### PROVIDED RECORDS
= Beginning of Section =
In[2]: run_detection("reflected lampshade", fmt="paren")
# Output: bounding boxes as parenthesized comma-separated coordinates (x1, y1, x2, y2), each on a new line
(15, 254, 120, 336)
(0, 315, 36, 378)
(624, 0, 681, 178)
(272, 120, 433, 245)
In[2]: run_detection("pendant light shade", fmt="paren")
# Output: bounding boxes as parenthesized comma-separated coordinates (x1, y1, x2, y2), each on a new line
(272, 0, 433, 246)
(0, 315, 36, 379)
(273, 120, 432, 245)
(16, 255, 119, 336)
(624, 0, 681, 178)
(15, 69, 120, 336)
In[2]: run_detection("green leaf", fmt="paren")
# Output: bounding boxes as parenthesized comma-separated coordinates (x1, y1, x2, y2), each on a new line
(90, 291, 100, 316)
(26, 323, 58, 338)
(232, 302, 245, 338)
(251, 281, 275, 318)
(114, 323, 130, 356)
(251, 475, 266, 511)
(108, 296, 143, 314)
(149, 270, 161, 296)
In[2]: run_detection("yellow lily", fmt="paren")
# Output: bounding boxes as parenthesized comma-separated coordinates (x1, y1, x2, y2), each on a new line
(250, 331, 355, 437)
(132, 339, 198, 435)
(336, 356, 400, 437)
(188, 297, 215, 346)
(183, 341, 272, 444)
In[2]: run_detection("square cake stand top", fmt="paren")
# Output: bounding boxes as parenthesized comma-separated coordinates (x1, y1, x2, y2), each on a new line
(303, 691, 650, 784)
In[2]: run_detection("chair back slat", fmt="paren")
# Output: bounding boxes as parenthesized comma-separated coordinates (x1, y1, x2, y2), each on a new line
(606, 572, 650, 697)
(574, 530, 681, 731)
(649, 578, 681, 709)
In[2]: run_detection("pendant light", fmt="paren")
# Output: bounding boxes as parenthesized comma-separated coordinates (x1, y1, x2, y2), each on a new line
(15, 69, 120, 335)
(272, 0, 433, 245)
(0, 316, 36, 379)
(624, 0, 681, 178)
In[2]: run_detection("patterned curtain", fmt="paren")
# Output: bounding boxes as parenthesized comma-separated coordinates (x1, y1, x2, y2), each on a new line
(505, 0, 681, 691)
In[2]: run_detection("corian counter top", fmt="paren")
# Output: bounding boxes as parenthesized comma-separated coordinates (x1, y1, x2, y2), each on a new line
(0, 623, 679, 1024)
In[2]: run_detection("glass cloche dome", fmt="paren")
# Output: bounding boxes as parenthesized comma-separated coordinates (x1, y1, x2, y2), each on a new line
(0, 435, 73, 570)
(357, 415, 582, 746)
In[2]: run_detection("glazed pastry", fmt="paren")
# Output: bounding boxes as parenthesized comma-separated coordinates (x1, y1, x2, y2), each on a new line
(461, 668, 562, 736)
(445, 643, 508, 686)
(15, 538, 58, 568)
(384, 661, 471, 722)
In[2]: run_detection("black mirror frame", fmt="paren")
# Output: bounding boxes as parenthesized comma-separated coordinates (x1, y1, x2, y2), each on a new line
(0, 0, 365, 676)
= End of Section =
Transcribe all of the material above so that it matches the source exactly.

### SOLUTION
In[2]: run_detection("reflected lampshade", fmt="paren")
# Output: bounding boxes as parenthesized comma-separated coordinates (x1, y1, x2, y2), each on a new line
(15, 254, 120, 336)
(0, 315, 36, 378)
(624, 0, 681, 178)
(272, 120, 433, 245)
In[2]: run_detection("pendant light shade", fmt="paren")
# Output: bounding boxes as parenthesized comma-separated coordinates (x1, y1, x2, y2), each on a new line
(272, 0, 433, 246)
(0, 315, 36, 379)
(273, 120, 432, 245)
(16, 255, 119, 336)
(624, 0, 681, 178)
(15, 69, 120, 336)
In[2]: run_detection("green leaf", fmt="paren")
# Output: bounding boxes as parenthesized comma-separated coordinates (x1, y1, x2, y2), each on a new line
(90, 291, 100, 316)
(26, 323, 58, 338)
(232, 302, 245, 338)
(251, 281, 275, 318)
(114, 323, 130, 356)
(251, 475, 266, 511)
(108, 296, 143, 314)
(149, 270, 161, 296)
In[2]: run_detection("yellow lily", fmt="paren")
# Output: bounding boxes as parenthesized comma-separated coordinates (x1, y1, x2, y2), each on a new line
(250, 331, 355, 437)
(132, 339, 198, 435)
(336, 356, 400, 437)
(188, 297, 215, 346)
(183, 341, 272, 444)
In[2]: run_detection("square cake stand top", fmt="paren")
# Output: bounding boxes as parenthesized comma-separated coordinates (x1, y1, x2, y2), each on a new line
(303, 691, 650, 784)
In[2]: run_detection("chair back slat", fmt="paren")
# Output: bounding boxes as parenthesized comma-separated coordinates (x1, y1, x2, y2), each on a new line
(606, 572, 650, 697)
(574, 530, 681, 731)
(649, 578, 681, 709)
In[2]: run_detection("pendant light", fmt="paren")
# Output: bounding boxes as parenthesized comma-separated coordinates (x1, y1, x2, y2), each on a new line
(15, 69, 120, 335)
(272, 0, 433, 245)
(0, 316, 36, 379)
(624, 0, 681, 178)
In[2]: run_detection("patterned curtain", fmt="paren")
# Output: bounding boxes as parenthesized comma-separated coordinates (x1, y1, x2, y2), each on a new line
(505, 0, 681, 691)
In[2]: run_detection("corian counter top", fmt="paren")
# Output: bounding boxes as parenthesized comma-separated coordinates (x1, y1, x2, y2), each on a new line
(0, 623, 679, 1024)
In[2]: run_detection("glass cloche dome", fmt="paren")
# Output: bounding boxes as parenthesized comma-separated coordinates (x1, y1, x2, y2), each on a new line
(0, 435, 73, 570)
(357, 415, 582, 746)
In[2]: run_detection("glazed pastry", fmt="paren")
# Output: bounding boxes as parenthesized comma-separated coordinates (x1, y1, x2, y2), each on a new line
(461, 668, 562, 736)
(445, 643, 508, 686)
(15, 538, 58, 568)
(384, 661, 471, 722)
In[2]: run_detection("black mirror frame", fmt="paren")
# Output: bounding boxes as parenthesized comma-separated coordinates (x1, y1, x2, y2), each on a new line
(0, 0, 365, 676)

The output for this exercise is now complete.